--- Page text ---
This is a sister piece of one of the pieces in the exhibition here. The piece that is here is from the Exhibition Glass 1979 or it soon turned into New Glass.
The Glass ‘79 was an outtake from the previous show Glass ’59, which if you look back was a great reference of where a lot of things started. It didn’t really all start in 1964; there were artists and folks working in glass and really making some very strong statements. I did have to buck the tide of kind of “loosey-goosey, anything goes,” abstract expressionist concerns of the material, what the material can do by flinging it, twisting it. The odd part about this is when you look at my work, one of the first things that you’ll see is the absolute control of the material that I have, which is one of those great jokes in life, because my life is completely chaotic and out of control. It’s this duality. . . and even walking into my studio, it’s not even controlled chaos, its just chaos.
This is pretty much a chronology of the work that I did or have done. I tried to pick out what I considered some of the most successful pieces of each of those series. I tend to make objects to fulfill a certain need at a given time. As an artist you don’t have a business plan because if you did, as soon as I become successful at what I do then its time to stop doing it. Which doesn’t make a lot of sense, but as soon as I know that I am going to have a high rate of success, then I start getting bored and its time to move on.
Pieces talking about architecture, balance, grace.
I also like to consider myself a pioneer in a different sense. Pushing the material that . . . The best way to get me to do something is to tell me I can’t. I’m pretty obstinate, and a lot of this work came out of balancing what I need to do for visual form— to achieve this certain image I have—but also just to push myself that one step further than I thought something would really go. And I look back at the work and I still get excited by it. I unfortunately—until my wife, about ten years ago, just broke into the studio and said “That one, that one, that one, that one and that one are going home in boxes and you are never showing them to anybody”— I didn’t own any of my own work. It wasn’t about even the finished product . . . it was about the finished product but also about the process.
This piece—I like puzzles—this piece has a 125 different elements put together in one single mold and cast. I have a second copy of this but this actual piece was purchased by an unsavory building developer, that I know. She bought 5 pieces at one time and it was like, oh my gosh. And they ended up in her basement. One on them has come up on E-Bay because I know she was broken into also, but that’s a different story. You’ve got to remember, I’m from Rhode Island and things happen differently.
I began working with more massive forms. This is really the first of a series which is called “The Cubes,” there are two of them upstairs. Something I really like is for a while, people described this work as the definitive series of work that I had done. The work has changed many times since then and no one says that any longer. So either they forgot that I made these pieces or they’re looking at what I’ve done today. I’m still not clear.
One of the people, two people that I thank in my career, one of them is Bill Carlson, a dear friend, my dearest friend. We just never stop talking about this stuff. The other is Eric Hilton. Because when I was an undergraduate student he gave me license not to do what everyone else was doing, and really encouraged me. I was at the right place at the right time.
These pieces were made by machining the negative forms out of a plaster base mold. I’m a kid from Brooklyn and what do I know from a milling machine? And I saw a milling machine at a used…we had a jewelry industry in Rhode Island and I didn’t know what it did, but I knew that I had to have one We now run about six of them at the studio. And once again, ideas for me generally start as very simple concepts and become more complicated and I lean towards the complicated.
--- Material provided ---
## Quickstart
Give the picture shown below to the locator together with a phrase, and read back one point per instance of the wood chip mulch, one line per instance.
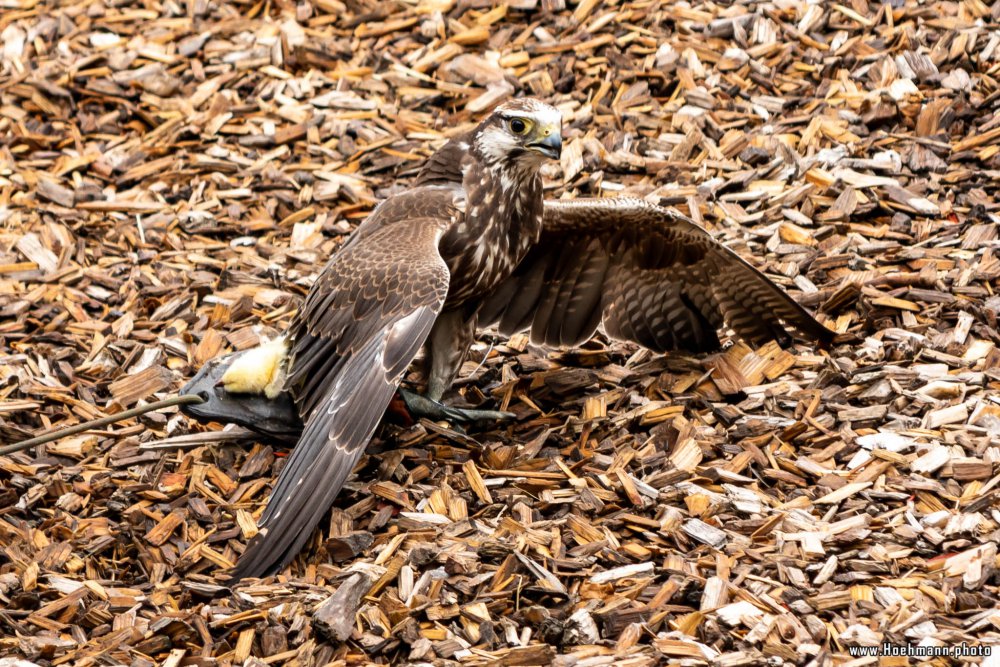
(173, 174)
---
• Stated exercise A: Rewrite the passage of the glass artist's talk that opens with the words "This piece—I like" and closes with "things happen differently.", putting "garage" in place of "basement".
• Stated exercise B: Continue the glass artist's talk from its last sentence.

• Exercise answer A:
This piece—I like puzzles—this piece has a 125 different elements put together in one single mold and cast. I have a second copy of this but this actual piece was purchased by an unsavory building developer, that I know. She bought 5 pieces at one time and it was like, oh my gosh. And they ended up in her garage. One on them has come up on E-Bay because I know she was broken into also, but that’s a different story. You’ve got to remember, I’m from Rhode Island and things happen differently.

• Exercise answer B:
One of the problems of working with this material is that as I get older I haven’t figured out a way to make lead crystal lighter. It was tough enough when these were 85-90 pounds when I was 30, 35. I’m working on a series that you’ll see in a minute of mandalas, inspired by my travels to China and they are much larger and much more difficult.
I love the engineers over at Schott, where I bought a lot of the glass, they were great fun. They’d go, “We spent so much energy taking all the bubbles out of glass. What the heck are you doing?” My formula, it got more complicated.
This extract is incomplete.